_TASK STATEMENT_
Rewrite the lines from the first one through the line containing "173 50 179 66", changing "man's" to "person's" and leaving everything else as it is.

_STORED DATA_
▬▬▬▬▬▬
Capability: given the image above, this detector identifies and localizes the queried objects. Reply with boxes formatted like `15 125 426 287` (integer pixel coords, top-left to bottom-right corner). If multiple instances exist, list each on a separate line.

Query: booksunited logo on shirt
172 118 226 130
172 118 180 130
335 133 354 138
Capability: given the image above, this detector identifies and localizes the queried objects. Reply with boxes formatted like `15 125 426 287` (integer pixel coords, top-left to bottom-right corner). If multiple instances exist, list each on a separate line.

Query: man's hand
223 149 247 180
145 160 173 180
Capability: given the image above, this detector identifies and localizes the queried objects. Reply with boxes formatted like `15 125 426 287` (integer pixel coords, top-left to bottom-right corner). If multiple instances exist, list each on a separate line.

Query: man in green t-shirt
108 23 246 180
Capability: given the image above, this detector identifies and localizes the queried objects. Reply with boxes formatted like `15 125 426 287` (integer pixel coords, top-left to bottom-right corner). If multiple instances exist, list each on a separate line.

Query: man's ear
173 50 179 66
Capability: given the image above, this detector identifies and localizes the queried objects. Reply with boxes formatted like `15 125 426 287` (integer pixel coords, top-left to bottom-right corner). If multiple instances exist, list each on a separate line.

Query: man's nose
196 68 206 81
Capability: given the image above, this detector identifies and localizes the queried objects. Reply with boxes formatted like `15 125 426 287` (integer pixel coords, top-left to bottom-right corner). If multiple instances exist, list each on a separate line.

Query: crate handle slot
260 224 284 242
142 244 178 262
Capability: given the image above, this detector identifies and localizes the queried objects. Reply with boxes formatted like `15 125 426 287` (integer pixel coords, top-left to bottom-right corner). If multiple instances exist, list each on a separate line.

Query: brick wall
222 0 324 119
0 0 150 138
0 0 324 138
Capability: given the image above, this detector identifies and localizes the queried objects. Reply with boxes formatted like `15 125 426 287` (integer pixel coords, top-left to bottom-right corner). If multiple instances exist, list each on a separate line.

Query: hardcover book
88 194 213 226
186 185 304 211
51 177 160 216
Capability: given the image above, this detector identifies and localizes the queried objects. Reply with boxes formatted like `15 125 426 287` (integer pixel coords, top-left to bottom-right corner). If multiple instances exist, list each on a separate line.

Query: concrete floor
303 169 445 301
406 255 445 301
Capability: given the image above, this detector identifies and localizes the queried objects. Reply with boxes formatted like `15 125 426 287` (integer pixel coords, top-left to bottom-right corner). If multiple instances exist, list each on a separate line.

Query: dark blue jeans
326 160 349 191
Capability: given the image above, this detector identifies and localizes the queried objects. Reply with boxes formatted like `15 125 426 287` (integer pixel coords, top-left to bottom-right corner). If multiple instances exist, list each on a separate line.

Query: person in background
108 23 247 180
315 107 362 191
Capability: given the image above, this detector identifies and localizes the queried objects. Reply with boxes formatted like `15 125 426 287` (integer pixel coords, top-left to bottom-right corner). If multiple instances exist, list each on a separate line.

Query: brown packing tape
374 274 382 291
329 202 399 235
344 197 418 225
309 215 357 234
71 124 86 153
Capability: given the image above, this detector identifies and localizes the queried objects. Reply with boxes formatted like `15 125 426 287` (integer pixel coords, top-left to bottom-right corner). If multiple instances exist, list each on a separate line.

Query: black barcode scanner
▬▬▬▬▬▬
_ANSWER FOR THE TASK_
Capability: given the image above, this detector identifies and localizes the queried objects. Reply with boxes formatted like `15 125 426 287` (integer pixel coords, top-left to bottom-right corner). If multiple instances exist, list each on a separate line.

Query: booksunited logo on shirt
172 118 226 130
172 118 180 130
335 133 354 138
Capability: given the image above, this detector identifies and localizes the queried objects. Reply with boxes formatted like `15 125 426 287` (integer pixel coords, top-left to bottom-right corner). If multiple instances exist, list each on a separate line.

Query: person's hand
223 149 247 180
145 160 173 180
Capability: given the image above, this detector identifies and localizes the queried objects. Reply with boxes formatted like `15 125 426 287` (integer pixel coords, top-left to bottom-right corner). If multiple instances exist, list each on a separate line.

Query: man in green t-shirt
108 23 246 180
Capability: given the image above, this detector identifies and localizes the queried objects. Reply with boxes formatted like `15 125 426 287` (integer pixel coords, top-left to bottom-right corner). If multiple instances exist, list each on a separate line.

Query: person's ear
173 50 179 66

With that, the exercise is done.